What is being asked:
Start at the line with "Exercise. Mark the white" in the records below, stop at the line with "Exercise. Mark the snow-covered coniferous", and return every line in that span exactly, the two end lines included.

Provided data:
»»

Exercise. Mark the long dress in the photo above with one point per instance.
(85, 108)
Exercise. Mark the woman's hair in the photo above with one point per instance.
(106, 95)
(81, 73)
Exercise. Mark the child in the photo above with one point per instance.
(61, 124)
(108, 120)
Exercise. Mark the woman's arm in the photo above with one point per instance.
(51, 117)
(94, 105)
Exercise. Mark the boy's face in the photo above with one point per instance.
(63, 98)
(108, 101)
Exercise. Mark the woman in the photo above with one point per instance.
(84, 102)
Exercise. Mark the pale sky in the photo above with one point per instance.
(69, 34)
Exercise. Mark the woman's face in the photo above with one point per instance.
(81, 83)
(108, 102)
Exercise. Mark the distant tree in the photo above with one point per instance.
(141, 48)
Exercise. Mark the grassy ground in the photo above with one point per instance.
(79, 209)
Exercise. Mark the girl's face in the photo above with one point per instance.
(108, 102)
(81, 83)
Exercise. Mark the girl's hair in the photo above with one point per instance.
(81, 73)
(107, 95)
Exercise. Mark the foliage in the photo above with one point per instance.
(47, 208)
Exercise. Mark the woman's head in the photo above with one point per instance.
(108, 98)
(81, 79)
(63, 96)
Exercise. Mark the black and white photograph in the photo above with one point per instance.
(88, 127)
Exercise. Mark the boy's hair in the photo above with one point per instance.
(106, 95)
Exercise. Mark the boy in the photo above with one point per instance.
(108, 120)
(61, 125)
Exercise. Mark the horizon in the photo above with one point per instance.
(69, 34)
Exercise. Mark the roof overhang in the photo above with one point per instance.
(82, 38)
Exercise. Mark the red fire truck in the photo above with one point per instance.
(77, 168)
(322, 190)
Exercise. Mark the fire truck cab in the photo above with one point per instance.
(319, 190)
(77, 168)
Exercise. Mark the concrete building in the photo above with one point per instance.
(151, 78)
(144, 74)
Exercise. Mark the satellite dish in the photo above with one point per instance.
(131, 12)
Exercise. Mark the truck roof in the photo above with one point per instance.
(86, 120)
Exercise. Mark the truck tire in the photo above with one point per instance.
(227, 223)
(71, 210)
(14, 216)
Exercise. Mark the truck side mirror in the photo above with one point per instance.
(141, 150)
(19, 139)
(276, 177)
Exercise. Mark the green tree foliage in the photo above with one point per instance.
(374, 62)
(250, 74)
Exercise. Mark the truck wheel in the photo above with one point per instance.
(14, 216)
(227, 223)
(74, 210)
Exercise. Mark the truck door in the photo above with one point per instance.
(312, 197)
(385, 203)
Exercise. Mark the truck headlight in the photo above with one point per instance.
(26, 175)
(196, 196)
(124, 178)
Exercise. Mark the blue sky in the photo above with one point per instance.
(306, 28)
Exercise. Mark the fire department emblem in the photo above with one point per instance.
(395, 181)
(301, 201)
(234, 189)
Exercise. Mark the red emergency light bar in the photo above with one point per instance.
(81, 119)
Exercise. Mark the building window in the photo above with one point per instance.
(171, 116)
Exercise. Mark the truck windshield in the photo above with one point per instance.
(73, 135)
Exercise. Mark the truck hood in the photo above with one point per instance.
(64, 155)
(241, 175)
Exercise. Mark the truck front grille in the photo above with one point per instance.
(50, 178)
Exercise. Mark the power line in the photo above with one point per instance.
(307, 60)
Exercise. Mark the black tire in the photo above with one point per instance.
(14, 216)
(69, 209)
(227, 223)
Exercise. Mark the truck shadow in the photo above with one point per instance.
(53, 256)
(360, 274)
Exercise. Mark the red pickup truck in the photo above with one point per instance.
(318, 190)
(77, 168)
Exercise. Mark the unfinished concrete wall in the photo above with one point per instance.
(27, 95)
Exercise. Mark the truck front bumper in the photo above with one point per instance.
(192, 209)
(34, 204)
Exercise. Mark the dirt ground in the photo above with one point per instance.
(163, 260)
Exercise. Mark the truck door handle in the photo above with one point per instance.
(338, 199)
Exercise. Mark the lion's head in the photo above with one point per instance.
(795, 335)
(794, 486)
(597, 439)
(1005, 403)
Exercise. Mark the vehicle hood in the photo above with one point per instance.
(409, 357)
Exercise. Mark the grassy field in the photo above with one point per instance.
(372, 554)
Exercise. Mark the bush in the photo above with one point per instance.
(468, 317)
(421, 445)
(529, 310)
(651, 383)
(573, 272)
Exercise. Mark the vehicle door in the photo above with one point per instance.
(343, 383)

««
»»

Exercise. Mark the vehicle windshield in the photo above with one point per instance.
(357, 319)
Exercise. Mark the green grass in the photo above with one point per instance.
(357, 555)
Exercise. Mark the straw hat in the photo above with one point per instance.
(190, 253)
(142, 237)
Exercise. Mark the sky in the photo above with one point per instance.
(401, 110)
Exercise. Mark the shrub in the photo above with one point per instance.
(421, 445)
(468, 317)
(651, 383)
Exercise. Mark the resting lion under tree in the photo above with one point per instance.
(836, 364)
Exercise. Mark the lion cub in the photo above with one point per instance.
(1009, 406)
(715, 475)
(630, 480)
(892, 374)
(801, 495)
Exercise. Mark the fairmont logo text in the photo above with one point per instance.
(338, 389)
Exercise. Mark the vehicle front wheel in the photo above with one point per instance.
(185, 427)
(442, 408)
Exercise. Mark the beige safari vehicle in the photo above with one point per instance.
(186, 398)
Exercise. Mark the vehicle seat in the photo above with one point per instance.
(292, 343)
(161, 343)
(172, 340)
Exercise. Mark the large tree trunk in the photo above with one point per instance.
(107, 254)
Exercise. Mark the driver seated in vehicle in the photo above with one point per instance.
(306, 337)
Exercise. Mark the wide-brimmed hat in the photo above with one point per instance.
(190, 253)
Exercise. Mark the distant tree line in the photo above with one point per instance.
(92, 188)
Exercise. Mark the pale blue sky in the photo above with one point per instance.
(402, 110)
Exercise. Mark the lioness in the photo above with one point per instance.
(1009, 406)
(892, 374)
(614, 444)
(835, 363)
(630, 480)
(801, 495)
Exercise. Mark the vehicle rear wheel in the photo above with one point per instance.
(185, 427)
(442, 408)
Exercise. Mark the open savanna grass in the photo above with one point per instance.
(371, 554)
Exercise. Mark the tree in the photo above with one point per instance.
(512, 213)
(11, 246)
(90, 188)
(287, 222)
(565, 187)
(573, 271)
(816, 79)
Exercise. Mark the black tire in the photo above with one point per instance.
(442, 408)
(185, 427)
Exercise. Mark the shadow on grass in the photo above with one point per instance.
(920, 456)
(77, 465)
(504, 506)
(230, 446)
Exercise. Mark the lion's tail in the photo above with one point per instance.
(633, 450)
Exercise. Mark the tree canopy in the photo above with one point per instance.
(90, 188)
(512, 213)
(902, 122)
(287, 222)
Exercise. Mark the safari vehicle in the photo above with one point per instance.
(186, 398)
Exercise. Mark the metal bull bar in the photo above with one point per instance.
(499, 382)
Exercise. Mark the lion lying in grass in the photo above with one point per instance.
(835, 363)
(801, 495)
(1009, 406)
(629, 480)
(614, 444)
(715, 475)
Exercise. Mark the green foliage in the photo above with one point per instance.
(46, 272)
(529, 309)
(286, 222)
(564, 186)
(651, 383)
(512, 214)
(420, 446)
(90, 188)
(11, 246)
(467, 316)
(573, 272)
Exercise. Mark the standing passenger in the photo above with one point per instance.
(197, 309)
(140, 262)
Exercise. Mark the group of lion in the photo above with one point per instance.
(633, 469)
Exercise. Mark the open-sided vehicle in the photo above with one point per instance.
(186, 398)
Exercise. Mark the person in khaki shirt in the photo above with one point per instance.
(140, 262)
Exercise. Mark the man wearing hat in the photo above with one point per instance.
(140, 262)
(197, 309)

««
»»

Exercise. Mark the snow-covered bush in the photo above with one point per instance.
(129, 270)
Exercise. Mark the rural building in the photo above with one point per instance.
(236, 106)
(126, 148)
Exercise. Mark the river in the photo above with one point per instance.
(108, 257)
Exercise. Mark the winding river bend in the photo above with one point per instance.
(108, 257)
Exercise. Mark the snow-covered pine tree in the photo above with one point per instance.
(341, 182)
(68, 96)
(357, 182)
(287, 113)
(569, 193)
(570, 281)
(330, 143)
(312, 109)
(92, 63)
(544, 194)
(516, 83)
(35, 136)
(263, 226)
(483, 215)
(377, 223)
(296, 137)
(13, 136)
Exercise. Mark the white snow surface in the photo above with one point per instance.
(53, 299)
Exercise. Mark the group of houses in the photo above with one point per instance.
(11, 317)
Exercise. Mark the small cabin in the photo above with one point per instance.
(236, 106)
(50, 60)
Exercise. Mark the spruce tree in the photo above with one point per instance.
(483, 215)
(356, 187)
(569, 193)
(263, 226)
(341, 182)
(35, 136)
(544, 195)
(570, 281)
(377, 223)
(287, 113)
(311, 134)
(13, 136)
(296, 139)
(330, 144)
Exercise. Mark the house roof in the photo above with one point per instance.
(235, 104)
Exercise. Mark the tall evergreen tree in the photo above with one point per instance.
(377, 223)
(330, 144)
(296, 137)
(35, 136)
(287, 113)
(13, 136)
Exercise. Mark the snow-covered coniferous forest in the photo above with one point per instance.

««

Problem solution:
Exercise. Mark the white snow surface in the photo above with one point per instance.
(53, 299)
Exercise. Mark the group of houses in the photo above with one point per instance.
(11, 317)
Exercise. Mark the small cabin in the photo above with one point per instance.
(236, 106)
(50, 60)
Exercise. Mark the spruce tree in the photo above with one point per instance.
(483, 215)
(356, 187)
(569, 193)
(263, 226)
(341, 182)
(35, 136)
(544, 195)
(570, 281)
(377, 223)
(287, 113)
(311, 134)
(13, 136)
(296, 139)
(330, 144)
Exercise. Mark the house roof in the photo above with one point per instance.
(235, 104)
Exercise. Mark the tall evergreen tree in the photo above with one point per instance.
(377, 223)
(330, 144)
(296, 137)
(35, 136)
(287, 113)
(13, 136)
Exercise. Mark the snow-covered coniferous forest in the photo above with one point per instance.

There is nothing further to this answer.